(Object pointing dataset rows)
* begin *

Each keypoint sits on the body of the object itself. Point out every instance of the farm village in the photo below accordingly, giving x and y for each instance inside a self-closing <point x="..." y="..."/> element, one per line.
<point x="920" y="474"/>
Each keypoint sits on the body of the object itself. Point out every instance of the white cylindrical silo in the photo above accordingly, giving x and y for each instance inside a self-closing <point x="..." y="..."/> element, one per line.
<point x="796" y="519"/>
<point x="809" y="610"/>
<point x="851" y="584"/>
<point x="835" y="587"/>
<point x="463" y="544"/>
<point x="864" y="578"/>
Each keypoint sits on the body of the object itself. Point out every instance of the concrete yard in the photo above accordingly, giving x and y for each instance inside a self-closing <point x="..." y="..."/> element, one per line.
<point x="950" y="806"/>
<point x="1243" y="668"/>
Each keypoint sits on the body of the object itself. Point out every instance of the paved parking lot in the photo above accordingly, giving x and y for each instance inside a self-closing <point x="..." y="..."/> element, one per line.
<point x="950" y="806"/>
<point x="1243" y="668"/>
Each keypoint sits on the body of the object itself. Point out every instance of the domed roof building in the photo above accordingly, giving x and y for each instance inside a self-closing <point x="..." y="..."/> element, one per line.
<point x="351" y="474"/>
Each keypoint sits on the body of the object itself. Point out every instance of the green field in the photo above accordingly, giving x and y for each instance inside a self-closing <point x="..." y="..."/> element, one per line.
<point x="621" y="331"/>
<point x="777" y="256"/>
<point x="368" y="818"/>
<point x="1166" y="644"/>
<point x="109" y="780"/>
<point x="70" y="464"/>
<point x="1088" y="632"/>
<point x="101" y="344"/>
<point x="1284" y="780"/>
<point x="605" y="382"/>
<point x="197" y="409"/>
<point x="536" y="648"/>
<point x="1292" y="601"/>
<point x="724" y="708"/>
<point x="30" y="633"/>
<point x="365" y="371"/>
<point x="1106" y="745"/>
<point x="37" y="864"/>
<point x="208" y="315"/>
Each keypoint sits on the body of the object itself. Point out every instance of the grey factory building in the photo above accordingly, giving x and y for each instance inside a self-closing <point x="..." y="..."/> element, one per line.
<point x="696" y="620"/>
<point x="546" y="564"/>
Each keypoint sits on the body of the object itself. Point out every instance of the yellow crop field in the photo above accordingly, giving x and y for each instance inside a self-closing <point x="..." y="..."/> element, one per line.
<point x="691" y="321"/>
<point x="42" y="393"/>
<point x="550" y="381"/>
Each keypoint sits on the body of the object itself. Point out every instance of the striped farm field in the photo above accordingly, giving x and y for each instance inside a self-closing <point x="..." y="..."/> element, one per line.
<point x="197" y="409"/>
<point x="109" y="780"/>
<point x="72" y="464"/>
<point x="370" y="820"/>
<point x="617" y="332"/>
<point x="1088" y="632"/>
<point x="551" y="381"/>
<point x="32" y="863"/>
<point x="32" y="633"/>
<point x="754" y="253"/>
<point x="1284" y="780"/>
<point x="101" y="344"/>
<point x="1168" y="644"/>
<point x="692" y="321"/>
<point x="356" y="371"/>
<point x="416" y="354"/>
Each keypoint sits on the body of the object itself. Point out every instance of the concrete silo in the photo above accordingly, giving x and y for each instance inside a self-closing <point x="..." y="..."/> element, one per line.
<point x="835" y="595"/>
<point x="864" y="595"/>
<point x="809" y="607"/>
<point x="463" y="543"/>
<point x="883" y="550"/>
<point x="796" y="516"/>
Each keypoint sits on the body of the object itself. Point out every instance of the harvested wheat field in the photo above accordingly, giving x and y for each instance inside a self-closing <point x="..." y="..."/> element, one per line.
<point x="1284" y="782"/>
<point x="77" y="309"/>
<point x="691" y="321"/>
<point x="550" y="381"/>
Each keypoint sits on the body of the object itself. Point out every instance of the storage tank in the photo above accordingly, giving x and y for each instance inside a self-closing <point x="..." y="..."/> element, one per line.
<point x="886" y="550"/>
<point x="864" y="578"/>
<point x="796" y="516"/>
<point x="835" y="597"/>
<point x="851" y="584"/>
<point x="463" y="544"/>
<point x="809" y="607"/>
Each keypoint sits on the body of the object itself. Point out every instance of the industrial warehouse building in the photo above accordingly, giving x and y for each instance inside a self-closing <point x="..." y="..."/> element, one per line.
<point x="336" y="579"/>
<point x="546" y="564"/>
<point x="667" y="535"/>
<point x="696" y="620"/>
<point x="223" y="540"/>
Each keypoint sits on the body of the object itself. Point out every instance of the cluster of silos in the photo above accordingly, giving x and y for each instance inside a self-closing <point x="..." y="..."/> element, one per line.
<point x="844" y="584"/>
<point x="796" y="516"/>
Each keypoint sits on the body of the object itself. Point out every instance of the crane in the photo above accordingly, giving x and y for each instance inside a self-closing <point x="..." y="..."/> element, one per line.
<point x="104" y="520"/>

* end *

▶ [YOUR GOAL]: Rewrite the stretch from the line containing "of the crane" through the end of the records, keeping the requests, and scale every x and y coordinate in the answers by 1.15. Round each result to a whole number, with halves going up.

▶ [RESPONSE FOR THIS EXERCISE]:
Each keypoint sits on the body of the object itself. Point out every instance of the crane in the photo above accordingly, giving x and y for each instance inside a self-closing <point x="..." y="..."/> element, one per line.
<point x="120" y="598"/>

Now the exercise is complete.